----- Given data

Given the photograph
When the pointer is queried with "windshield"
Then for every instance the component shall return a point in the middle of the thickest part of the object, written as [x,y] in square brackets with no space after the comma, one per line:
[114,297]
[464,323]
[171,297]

----------
----- Given data

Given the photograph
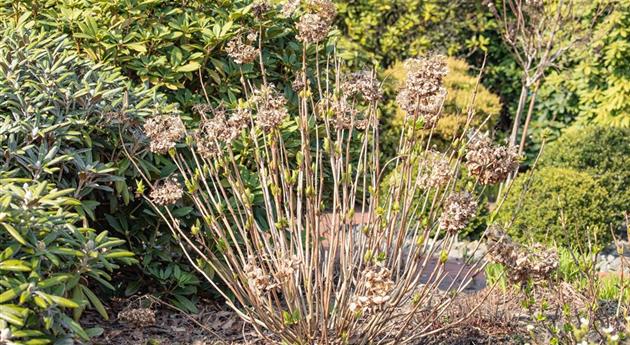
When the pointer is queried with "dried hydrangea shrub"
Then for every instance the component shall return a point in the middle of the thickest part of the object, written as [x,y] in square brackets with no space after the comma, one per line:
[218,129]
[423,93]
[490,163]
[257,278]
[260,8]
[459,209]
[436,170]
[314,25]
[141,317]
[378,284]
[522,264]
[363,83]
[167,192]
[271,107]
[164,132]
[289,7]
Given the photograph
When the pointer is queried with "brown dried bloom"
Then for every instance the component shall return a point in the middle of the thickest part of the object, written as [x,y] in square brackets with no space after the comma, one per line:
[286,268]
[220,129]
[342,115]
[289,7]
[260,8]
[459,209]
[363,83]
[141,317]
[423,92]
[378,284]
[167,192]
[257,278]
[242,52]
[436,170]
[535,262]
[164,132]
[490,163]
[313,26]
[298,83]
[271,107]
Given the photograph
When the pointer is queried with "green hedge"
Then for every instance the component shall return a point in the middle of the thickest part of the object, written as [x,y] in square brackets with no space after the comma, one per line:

----------
----- Given data

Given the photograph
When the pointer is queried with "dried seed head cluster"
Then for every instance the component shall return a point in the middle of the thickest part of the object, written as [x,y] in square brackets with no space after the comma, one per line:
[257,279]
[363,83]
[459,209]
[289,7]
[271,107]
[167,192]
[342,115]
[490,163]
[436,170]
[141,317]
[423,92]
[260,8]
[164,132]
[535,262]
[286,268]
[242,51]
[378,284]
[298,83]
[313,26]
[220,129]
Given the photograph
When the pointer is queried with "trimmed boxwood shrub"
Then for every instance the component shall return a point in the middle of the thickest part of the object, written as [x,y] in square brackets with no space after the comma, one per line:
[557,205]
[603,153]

----------

Work through the material above and count the lines that contain the word "dried". Only the number is to be given.

■ Answer section:
3